Data shown

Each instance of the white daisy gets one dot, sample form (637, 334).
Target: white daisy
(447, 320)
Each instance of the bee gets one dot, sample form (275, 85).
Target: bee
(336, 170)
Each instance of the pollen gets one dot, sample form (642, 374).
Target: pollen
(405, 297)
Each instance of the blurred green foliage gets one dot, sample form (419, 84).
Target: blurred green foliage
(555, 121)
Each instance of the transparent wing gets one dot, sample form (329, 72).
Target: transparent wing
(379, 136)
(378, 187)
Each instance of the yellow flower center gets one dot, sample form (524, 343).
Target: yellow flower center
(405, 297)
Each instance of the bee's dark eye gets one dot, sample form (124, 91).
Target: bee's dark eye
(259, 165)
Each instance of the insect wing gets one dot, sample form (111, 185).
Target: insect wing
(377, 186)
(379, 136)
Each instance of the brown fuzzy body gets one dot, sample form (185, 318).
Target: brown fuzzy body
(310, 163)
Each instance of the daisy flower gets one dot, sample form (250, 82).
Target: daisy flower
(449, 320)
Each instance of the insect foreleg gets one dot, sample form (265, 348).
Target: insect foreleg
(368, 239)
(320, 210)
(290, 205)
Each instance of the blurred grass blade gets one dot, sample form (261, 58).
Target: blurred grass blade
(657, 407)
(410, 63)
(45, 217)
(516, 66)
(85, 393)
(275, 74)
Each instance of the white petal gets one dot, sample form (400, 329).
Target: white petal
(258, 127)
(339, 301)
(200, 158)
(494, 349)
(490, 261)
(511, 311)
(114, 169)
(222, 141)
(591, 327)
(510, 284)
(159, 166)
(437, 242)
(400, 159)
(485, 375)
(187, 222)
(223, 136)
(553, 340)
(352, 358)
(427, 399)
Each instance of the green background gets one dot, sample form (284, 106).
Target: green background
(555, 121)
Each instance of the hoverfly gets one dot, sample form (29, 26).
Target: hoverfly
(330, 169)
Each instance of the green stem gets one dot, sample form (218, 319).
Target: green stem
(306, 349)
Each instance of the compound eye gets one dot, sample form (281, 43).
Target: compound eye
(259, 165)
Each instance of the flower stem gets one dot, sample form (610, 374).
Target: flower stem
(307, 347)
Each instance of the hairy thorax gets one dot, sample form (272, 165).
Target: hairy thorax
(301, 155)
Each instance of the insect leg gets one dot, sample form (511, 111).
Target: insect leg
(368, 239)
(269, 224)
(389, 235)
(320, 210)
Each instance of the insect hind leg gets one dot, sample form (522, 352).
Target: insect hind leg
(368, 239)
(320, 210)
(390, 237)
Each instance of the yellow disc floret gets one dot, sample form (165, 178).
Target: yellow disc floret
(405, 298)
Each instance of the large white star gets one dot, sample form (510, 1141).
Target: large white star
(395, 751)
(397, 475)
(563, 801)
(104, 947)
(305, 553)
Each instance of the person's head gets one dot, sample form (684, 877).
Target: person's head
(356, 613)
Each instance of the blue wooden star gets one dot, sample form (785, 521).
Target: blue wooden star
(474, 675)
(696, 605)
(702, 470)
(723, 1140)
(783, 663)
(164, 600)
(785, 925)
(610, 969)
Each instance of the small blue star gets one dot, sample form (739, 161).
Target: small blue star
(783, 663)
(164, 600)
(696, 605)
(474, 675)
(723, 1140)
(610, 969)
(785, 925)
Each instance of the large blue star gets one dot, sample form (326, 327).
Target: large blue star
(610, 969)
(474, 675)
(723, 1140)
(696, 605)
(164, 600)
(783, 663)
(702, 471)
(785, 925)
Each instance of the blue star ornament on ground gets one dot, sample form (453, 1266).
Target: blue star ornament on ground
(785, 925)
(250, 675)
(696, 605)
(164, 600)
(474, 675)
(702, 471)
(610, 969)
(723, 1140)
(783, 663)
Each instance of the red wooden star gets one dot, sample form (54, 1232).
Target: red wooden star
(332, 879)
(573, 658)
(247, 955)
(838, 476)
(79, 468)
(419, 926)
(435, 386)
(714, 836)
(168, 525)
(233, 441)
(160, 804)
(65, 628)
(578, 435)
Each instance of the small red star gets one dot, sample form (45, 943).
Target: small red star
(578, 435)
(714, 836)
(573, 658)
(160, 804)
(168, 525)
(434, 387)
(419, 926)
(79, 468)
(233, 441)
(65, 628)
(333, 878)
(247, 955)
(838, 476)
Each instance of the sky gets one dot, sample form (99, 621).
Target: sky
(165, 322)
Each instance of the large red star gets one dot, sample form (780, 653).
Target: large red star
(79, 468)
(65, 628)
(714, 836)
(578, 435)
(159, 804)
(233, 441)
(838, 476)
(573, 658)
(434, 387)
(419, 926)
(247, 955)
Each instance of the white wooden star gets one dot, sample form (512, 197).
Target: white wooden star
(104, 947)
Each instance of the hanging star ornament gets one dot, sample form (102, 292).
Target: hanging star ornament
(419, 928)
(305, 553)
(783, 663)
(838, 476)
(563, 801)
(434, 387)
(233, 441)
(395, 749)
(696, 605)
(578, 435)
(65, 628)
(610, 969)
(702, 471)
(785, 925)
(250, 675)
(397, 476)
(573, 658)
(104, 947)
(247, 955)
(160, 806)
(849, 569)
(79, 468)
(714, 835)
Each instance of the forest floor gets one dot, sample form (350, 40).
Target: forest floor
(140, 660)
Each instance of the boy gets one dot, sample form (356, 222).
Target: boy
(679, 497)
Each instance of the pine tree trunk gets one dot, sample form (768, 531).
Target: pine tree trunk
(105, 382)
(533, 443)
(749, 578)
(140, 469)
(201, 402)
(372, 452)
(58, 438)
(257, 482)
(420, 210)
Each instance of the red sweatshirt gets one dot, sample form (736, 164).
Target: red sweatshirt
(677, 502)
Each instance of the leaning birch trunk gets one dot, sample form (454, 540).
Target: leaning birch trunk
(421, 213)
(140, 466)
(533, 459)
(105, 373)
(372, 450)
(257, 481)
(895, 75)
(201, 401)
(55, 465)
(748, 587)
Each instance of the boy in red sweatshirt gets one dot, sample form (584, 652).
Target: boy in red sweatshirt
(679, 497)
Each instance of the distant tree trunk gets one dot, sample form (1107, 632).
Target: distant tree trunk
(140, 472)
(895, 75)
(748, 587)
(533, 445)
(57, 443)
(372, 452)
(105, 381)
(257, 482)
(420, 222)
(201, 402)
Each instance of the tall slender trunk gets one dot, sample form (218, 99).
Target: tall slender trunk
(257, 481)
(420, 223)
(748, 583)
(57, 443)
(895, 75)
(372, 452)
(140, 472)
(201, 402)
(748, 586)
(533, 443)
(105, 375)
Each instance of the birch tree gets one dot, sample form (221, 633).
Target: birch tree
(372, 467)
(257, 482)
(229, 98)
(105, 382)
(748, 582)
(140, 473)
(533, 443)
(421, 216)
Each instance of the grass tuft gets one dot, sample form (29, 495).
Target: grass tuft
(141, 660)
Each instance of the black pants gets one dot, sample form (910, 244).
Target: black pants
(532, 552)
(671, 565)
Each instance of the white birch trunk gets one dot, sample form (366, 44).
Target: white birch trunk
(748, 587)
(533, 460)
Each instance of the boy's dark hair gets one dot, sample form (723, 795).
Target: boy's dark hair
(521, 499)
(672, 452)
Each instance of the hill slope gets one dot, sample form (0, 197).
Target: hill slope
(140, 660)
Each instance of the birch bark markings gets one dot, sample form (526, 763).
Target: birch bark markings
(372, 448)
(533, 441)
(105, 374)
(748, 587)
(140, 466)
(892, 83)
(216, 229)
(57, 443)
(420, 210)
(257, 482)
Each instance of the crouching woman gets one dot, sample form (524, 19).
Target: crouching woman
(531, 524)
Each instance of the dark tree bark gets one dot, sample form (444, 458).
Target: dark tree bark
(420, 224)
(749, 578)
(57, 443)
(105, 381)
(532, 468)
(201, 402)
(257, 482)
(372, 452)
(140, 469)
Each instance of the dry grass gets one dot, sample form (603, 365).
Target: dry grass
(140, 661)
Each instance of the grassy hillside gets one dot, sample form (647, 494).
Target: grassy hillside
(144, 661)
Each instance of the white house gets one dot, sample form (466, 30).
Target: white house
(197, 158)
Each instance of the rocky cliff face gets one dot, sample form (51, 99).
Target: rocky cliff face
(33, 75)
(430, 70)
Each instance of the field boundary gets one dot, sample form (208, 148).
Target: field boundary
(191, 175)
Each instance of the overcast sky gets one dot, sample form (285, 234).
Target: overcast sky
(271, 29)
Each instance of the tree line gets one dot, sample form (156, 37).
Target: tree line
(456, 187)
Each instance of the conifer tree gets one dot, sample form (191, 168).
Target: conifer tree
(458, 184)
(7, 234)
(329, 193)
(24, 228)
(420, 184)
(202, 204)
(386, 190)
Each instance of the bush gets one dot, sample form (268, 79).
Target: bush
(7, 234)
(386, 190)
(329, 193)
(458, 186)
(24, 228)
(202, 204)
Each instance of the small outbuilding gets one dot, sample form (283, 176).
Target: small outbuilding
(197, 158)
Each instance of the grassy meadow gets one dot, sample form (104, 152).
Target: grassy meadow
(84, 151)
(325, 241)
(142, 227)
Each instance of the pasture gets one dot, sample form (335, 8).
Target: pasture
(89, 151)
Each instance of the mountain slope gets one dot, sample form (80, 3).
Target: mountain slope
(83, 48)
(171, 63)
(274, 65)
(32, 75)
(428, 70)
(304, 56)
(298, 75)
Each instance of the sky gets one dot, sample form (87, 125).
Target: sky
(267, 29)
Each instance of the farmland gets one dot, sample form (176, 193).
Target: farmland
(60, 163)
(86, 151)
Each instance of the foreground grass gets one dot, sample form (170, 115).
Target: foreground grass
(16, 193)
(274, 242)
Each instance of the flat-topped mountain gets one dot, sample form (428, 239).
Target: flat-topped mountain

Aim of the exercise
From the listing above, the lines starting with the one that has "Target: hoverfly" and running through the one that has "Each instance of the blue star" should be copied exactly, ends included.

Written answer
Target: hoverfly
(330, 169)
Each instance of the green stem gets one dot, sample form (218, 319).
Target: green stem
(306, 349)
Each instance of the compound eye gets one dot, sample form (281, 43).
Target: compound eye
(259, 165)
Each instance of the flower stem gets one dot, sample form (610, 374).
Target: flower stem
(307, 347)
Each instance of the hairy thorax gets one dot, sample form (272, 165).
Target: hairy thorax
(301, 155)
Each instance of the insect leg gets one dot, sample form (511, 111).
Target: insect leg
(368, 239)
(269, 224)
(389, 235)
(320, 210)
Each instance of the insect hind leg gets one dot, sample form (522, 352).
Target: insect hind leg
(368, 239)
(320, 210)
(390, 237)
Each instance of the yellow disc floret gets one dot, sample form (165, 178).
Target: yellow disc floret
(405, 298)
Each instance of the large white star gets one dot, sample form (510, 1141).
Target: large white star
(395, 751)
(397, 475)
(563, 801)
(104, 947)
(305, 553)
Each instance of the person's head gets one dot, sample form (684, 877).
Target: person's head
(356, 613)
Each instance of the blue wooden star gets one dot, sample form (785, 521).
Target: blue wooden star
(474, 675)
(696, 605)
(702, 470)
(723, 1140)
(783, 663)
(164, 600)
(785, 925)
(610, 969)
Each instance of the small blue star gets one dot, sample form (739, 161).
Target: small blue star
(783, 663)
(164, 600)
(696, 605)
(474, 675)
(723, 1140)
(610, 969)
(785, 925)
Each instance of the large blue star gets one dot, sample form (326, 327).
Target: large blue star
(610, 969)
(474, 675)
(723, 1140)
(696, 605)
(164, 600)
(783, 663)
(702, 471)
(785, 925)
Each instance of the blue star ornament on ground gets one dot, sample form (453, 1266).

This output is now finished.